**TASK DESCRIPTION:** Which lines of the entries below contain the string "roadside"? Copy each one.

**Stored records:**
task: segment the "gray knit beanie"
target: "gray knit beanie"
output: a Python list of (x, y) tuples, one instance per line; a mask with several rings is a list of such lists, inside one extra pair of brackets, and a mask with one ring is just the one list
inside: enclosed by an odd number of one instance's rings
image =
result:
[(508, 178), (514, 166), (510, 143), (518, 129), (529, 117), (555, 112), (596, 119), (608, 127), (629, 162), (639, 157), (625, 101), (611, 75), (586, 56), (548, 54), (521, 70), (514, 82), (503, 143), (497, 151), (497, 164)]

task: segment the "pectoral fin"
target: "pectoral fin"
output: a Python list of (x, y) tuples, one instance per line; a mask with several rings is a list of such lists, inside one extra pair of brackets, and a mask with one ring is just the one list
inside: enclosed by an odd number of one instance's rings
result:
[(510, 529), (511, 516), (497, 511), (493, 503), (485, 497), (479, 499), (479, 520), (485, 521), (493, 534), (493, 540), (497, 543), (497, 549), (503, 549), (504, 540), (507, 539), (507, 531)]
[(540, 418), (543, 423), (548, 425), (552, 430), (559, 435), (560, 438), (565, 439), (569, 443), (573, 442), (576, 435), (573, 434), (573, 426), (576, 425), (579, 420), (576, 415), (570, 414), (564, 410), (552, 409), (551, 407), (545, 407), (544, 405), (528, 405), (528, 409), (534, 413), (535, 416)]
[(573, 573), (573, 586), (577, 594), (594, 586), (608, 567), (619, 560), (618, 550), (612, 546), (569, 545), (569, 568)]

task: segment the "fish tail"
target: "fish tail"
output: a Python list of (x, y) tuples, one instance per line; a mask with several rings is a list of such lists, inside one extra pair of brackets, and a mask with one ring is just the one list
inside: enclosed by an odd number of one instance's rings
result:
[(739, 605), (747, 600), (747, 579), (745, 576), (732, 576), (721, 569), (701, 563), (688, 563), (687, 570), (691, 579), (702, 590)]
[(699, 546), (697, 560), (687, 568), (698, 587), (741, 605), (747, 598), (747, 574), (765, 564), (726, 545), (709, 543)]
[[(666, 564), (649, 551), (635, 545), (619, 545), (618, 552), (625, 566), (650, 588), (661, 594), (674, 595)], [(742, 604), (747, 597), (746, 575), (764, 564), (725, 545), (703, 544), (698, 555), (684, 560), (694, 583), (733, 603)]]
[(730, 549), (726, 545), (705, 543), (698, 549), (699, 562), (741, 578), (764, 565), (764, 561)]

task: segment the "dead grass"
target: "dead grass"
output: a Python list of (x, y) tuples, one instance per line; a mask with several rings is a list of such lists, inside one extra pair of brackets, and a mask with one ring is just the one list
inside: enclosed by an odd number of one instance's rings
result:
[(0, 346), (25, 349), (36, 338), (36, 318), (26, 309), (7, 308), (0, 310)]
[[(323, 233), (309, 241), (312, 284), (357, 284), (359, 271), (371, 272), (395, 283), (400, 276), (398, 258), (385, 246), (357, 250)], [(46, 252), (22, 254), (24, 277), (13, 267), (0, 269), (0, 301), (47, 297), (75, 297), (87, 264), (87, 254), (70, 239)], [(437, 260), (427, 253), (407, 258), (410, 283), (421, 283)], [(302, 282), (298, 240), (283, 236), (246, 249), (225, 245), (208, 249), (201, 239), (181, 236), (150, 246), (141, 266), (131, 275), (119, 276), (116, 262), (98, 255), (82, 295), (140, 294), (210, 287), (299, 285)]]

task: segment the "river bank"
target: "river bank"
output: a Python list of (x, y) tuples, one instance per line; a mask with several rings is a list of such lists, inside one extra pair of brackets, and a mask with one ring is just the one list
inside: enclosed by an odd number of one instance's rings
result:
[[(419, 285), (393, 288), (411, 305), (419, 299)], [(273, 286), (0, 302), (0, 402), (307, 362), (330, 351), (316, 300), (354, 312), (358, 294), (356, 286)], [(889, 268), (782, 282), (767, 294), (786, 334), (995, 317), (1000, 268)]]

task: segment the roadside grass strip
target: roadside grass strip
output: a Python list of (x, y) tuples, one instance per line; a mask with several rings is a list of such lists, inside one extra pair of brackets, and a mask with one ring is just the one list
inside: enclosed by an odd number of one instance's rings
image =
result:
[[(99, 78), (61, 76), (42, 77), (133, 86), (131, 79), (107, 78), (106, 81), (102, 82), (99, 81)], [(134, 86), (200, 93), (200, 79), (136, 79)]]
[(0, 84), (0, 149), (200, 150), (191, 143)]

**EXERCISE ANSWER:**
task: segment the roadside grass strip
target: roadside grass strip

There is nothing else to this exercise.